§ **Required task A**: Render the dataset entries below as a two-column CSV with the header columns "instruction" and "response", one row per entry, starting at the line that contains "Target = white stucco wall" and stopping at the end of the entries. Put each entry's text and its answer in separate quoted fields, replacing line breaks with spaces.

§ **Passage shown**:
February 21st, 2018

 

Daily Market Commentary

 

Canadian Headlines

  • Canadian stocks fell Tuesday, following their best week in nearly two years, as gold prices declined the most since July, weighing on miners. The S&P/TSX Composite Index lost 13 points or 0.1 percent to 15,439.44, the first drop in four trading days. Materials lost 1 percent as Barrick Gold Corp. fell 1.8 percent and Agnico Eagle Mines Ltd. lost 2.6 percent.
  • Canadian National Railway Co., the longtime paragon of efficiency for North American railroads, is losing some of its luster as it struggles to catch up with a surprise surge in demand. A jump in volumes is causing persistent network congestion, prompting a public rebuke last week from customer Halliburton Co., which said service delays would hurt its earnings. The problems have dented investor enthusiasm for Canadian National, dragging shares to this year’s biggest decline among the continent’s six biggest publicly traded railroads.
  • Vancouver, one of the hottest housing markets in North America, is getting a little tougher for wealthy Chinese buyers. British Columbia Finance Minister Carole James announced measures targeting foreign buyers and speculators in the first budget since her government was elected on a pledge to make housing more affordable for residents of Canada’s Pacific Coast province. Starting Wednesday, foreigners will pay the province a 20 percent tax on top of the listing value, up from 15 percent now, and a levy on property speculators will be introduced later this year, according to budget documents released Tuesday. The government will also crack down on the condo pre-sale market and beneficial ownership to ensure that property flippers, offshore trusts and hidden investors are paying taxes on gains.
  • Canada’s energy companies can’t get any love, even from many Canadians. With pipeline, regulatory and political frustrations reaching new heights, the nation’s energy stocks slumped to their lowest level in almost two years this month. The iShares S&P/TSX Capped Energy Index ETF, which tracks Canadian energy companies, has seen about $56 million in outflows this year versus $32 million in inflows for an ETF focused on U.S. stocks. The pain has extended to the fixed-income market, with U.S. dollar high-yield bonds from Canadian energy issuers returning less than their global peers in the past 12 months.

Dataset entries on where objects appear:
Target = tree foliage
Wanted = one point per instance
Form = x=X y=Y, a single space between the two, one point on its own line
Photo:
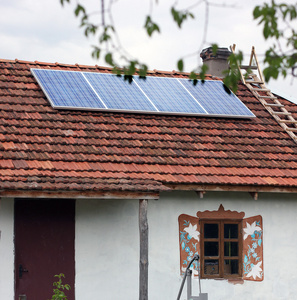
x=271 y=16
x=277 y=21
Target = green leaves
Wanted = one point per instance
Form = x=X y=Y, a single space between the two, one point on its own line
x=58 y=291
x=232 y=75
x=271 y=17
x=180 y=65
x=150 y=26
x=179 y=16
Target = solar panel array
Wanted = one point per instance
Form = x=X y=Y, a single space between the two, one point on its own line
x=163 y=95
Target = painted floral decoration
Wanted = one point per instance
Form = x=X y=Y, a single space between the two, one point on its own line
x=252 y=265
x=189 y=239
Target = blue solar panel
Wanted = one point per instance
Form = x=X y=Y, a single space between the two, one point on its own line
x=169 y=95
x=99 y=91
x=67 y=89
x=213 y=97
x=118 y=94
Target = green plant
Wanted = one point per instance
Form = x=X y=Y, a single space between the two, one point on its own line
x=59 y=287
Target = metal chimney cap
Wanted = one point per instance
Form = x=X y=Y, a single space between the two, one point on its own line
x=222 y=53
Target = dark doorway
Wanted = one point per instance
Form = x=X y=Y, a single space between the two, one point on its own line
x=44 y=246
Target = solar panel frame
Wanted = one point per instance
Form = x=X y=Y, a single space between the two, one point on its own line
x=166 y=93
x=125 y=96
x=213 y=91
x=75 y=87
x=177 y=89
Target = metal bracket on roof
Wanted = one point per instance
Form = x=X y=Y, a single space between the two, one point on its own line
x=256 y=84
x=254 y=195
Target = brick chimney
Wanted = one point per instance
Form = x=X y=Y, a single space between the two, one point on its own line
x=216 y=63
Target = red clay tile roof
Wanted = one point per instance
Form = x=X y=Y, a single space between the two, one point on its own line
x=43 y=149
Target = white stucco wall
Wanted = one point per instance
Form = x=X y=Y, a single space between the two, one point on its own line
x=107 y=246
x=6 y=249
x=107 y=249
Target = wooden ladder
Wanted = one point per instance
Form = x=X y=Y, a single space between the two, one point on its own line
x=256 y=85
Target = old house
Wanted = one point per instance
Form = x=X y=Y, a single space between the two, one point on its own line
x=121 y=199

§ **Required task B**: Reproduce the market commentary word for word.

§ **Full output A**:
instruction,response
"Target = white stucco wall Wanted = one point per instance Form = x=X y=Y, a single space between the two, one point on its own line","x=107 y=246 x=6 y=249 x=107 y=249"
"Target = wooden ladder Wanted = one point per instance Form = x=X y=Y, a single space between the two, one point on its own line","x=256 y=85"
"Target = old house Wanted = one point per instance Form = x=X y=Y, a single space between the two, one point on its own line","x=121 y=199"

§ **Full output B**:
February 21st, 2018

 

Daily Market Commentary

 

Canadian Headlines

  • Canadian stocks fell Tuesday, following their best week in nearly two years, as gold prices declined the most since July, weighing on miners. The S&P/TSX Composite Index lost 13 points or 0.1 percent to 15,439.44, the first drop in four trading days. Materials lost 1 percent as Barrick Gold Corp. fell 1.8 percent and Agnico Eagle Mines Ltd. lost 2.6 percent.
  • Canadian National Railway Co., the longtime paragon of efficiency for North American railroads, is losing some of its luster as it struggles to catch up with a surprise surge in demand. A jump in volumes is causing persistent network congestion, prompting a public rebuke last week from customer Halliburton Co., which said service delays would hurt its earnings. The problems have dented investor enthusiasm for Canadian National, dragging shares to this year’s biggest decline among the continent’s six biggest publicly traded railroads.
  • Vancouver, one of the hottest housing markets in North America, is getting a little tougher for wealthy Chinese buyers. British Columbia Finance Minister Carole James announced measures targeting foreign buyers and speculators in the first budget since her government was elected on a pledge to make housing more affordable for residents of Canada’s Pacific Coast province. Starting Wednesday, foreigners will pay the province a 20 percent tax on top of the listing value, up from 15 percent now, and a levy on property speculators will be introduced later this year, according to budget documents released Tuesday. The government will also crack down on the condo pre-sale market and beneficial ownership to ensure that property flippers, offshore trusts and hidden investors are paying taxes on gains.
  • Canada’s energy companies can’t get any love, even from many Canadians. With pipeline, regulatory and political frustrations reaching new heights, the nation’s energy stocks slumped to their lowest level in almost two years this month. The iShares S&P/TSX Capped Energy Index ETF, which tracks Canadian energy companies, has seen about $56 million in outflows this year versus $32 million in inflows for an ETF focused on U.S. stocks. The pain has extended to the fixed-income market, with U.S. dollar high-yield bonds from Canadian energy issuers returning less than their global peers in the past 12 months.